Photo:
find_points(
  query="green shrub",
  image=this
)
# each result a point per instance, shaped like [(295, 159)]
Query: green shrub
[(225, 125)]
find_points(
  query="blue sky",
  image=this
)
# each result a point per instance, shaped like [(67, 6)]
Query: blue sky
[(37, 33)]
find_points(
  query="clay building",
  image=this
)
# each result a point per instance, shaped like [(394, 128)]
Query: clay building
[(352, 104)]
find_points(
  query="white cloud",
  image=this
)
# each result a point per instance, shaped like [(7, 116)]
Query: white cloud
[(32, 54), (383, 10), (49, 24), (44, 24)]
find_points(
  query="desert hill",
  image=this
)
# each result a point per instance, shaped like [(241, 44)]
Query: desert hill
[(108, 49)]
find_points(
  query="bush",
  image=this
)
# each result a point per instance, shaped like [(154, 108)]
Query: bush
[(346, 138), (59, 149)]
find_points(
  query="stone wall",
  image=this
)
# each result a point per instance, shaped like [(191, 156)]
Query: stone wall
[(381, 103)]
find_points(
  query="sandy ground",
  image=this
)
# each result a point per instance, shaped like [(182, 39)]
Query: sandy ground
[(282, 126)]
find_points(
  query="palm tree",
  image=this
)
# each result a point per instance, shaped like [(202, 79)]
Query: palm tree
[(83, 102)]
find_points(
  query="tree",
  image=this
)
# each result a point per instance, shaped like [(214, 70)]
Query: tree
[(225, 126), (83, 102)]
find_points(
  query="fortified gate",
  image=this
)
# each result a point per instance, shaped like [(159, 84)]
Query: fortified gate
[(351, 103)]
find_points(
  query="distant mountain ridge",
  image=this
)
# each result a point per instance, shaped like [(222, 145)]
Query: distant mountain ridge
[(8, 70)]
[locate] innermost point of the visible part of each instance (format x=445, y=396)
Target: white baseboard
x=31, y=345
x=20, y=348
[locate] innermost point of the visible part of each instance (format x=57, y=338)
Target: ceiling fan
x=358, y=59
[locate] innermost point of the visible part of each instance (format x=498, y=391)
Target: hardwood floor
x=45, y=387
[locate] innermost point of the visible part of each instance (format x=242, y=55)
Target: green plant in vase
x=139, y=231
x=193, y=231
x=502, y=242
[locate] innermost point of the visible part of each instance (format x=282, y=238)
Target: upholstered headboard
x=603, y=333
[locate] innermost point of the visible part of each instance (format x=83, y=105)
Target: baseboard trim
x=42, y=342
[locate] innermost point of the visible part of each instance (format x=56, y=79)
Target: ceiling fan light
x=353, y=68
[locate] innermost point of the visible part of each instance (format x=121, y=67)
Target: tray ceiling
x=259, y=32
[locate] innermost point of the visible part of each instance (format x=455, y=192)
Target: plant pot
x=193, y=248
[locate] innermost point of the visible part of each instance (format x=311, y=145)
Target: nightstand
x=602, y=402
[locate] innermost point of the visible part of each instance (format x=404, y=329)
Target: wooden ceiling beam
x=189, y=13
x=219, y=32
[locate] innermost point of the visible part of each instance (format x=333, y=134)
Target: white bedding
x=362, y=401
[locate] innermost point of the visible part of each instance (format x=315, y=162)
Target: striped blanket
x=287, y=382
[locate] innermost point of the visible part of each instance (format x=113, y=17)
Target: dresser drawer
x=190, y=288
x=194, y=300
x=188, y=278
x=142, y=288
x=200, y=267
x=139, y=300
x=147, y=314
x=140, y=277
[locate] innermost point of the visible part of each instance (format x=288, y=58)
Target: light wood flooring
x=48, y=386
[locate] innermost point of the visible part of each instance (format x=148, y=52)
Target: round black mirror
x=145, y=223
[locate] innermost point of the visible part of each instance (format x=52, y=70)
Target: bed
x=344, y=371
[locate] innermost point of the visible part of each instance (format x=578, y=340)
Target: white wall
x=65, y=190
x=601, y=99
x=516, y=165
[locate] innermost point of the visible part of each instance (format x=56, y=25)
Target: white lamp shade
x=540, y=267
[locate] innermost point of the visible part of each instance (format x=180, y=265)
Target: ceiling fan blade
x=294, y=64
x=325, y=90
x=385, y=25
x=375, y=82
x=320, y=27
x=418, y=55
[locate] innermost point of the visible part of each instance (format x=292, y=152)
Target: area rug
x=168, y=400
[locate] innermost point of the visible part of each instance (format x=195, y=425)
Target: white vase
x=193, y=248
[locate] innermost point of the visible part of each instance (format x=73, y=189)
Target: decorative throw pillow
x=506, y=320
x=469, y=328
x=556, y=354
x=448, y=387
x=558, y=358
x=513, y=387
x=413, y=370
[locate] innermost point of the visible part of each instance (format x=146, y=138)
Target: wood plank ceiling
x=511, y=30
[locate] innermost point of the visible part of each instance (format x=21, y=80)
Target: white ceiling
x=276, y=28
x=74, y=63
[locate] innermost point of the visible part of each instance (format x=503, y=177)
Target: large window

=-=-=-=-=

Output the material in full, exactly as it appears.

**Answer box**
Photo:
find_points(
  query="green shrub",
  image=this
)
# each result a point per instance, shaped like [(295, 159)]
Query: green shrub
[(225, 125)]
find_points(
  query="blue sky",
  image=this
)
# each result a point per instance, shaped like [(67, 6)]
Query: blue sky
[(37, 33)]
find_points(
  query="clay building",
  image=this
)
# each result a point per instance, shaped like [(394, 128)]
Query: clay building
[(352, 104)]
find_points(
  query="white cloud",
  image=this
)
# each result a point per instance, shaped like [(7, 116)]
Query: white cloud
[(32, 54), (383, 10), (49, 24), (44, 24)]
find_points(
  query="desert hill",
  image=this
)
# each result a point per instance, shaped like [(241, 44)]
Query: desert hill
[(108, 49)]
find_points(
  query="bush",
  image=this
)
# each result a point per instance, shaped like [(154, 108)]
Query: bush
[(346, 138), (59, 149)]
find_points(
  query="stone wall",
  image=this
)
# each result a point per instance, shaped like [(191, 156)]
Query: stone wall
[(381, 103)]
find_points(
  query="sandy ground",
  image=this
)
# each result a point per instance, shaped like [(182, 39)]
Query: sandy ground
[(282, 126)]
find_points(
  query="palm tree",
  image=this
)
# each result a point per instance, shaped like [(202, 79)]
Query: palm tree
[(83, 102)]
find_points(
  query="tree",
  image=this
)
# each result a point per instance, shaped like [(214, 70)]
Query: tree
[(225, 126), (83, 102)]
find_points(
  query="fortified gate",
  image=this
)
# each result a point per instance, shaped like [(159, 84)]
Query: fortified gate
[(351, 103)]
find_points(
  query="distant mountain ridge",
  image=this
)
# each result a point per instance, shaped like [(222, 145)]
Query: distant mountain ridge
[(8, 70)]
[locate] innermost point of the visible part of each instance (format x=445, y=396)
Target: white baseboard
x=31, y=345
x=20, y=348
[locate] innermost point of the visible part of each instance (format x=57, y=338)
Target: ceiling fan
x=358, y=59
[locate] innermost point of the visible part of each instance (format x=498, y=391)
Target: hardwood floor
x=45, y=387
[locate] innermost point of the visible part of each instance (format x=242, y=55)
Target: green plant in vase
x=139, y=231
x=193, y=231
x=502, y=242
[locate] innermost point of the visible part of each instance (format x=282, y=238)
Target: upholstered headboard
x=603, y=333
[locate] innermost point of the visible part of each instance (format x=83, y=105)
Target: baseboard trim
x=42, y=342
[locate] innermost point of the visible part of each instance (format x=56, y=79)
Target: ceiling fan light
x=353, y=68
[locate] innermost point of the visible part of each instance (format x=121, y=67)
Target: tray ceiling
x=259, y=32
[locate] innermost point of the visible part of each instance (format x=455, y=192)
Target: plant pot
x=193, y=248
[locate] innermost point of the visible part of each instance (format x=311, y=145)
Target: nightstand
x=602, y=402
[locate] innermost point of the visible part of each instance (format x=404, y=329)
Target: wooden ceiling beam
x=189, y=13
x=219, y=32
[locate] innermost point of the visible part of each instance (format x=333, y=134)
Target: white bedding
x=362, y=401
[locate] innermost point of the visible part of each instance (format x=315, y=162)
Target: striped blanket
x=287, y=382
[locate] innermost point of the visible part of each instance (format x=113, y=17)
Target: dresser drawer
x=190, y=288
x=194, y=300
x=188, y=278
x=142, y=288
x=200, y=267
x=139, y=300
x=147, y=314
x=140, y=277
[locate] innermost point of the visible part of each instance (format x=288, y=58)
Target: light wood flooring
x=48, y=386
[locate] innermost point of the visible part of each instance (format x=148, y=52)
Target: round black mirror
x=145, y=223
[locate] innermost point of the visible part of each instance (format x=52, y=70)
Target: bed
x=344, y=371
[locate] innermost point of the visible part of each instance (format x=578, y=340)
Target: white wall
x=65, y=190
x=601, y=99
x=516, y=165
[locate] innermost point of the visible part of each instance (format x=56, y=25)
Target: white lamp shade
x=540, y=267
[locate] innermost point of the visible part of each instance (format x=180, y=265)
Target: ceiling fan blade
x=294, y=64
x=325, y=90
x=385, y=25
x=375, y=82
x=320, y=27
x=418, y=55
[locate] innermost point of the visible part of each instance (format x=292, y=152)
Target: area rug
x=168, y=400
[locate] innermost point of the visible part of each instance (format x=195, y=425)
Target: white vase
x=193, y=248
[locate] innermost point of the visible part of each instance (format x=73, y=189)
Target: decorative throw pillow
x=506, y=320
x=469, y=328
x=556, y=354
x=448, y=387
x=558, y=358
x=513, y=387
x=413, y=370
[locate] innermost point of the visible part of each instance (format x=146, y=138)
Target: wood plank ceiling
x=511, y=30
[locate] innermost point of the visible part of each instance (format x=21, y=80)
Target: white ceiling
x=276, y=28
x=74, y=63
[locate] innermost point of the visible part of each instance (format x=503, y=177)
Target: large window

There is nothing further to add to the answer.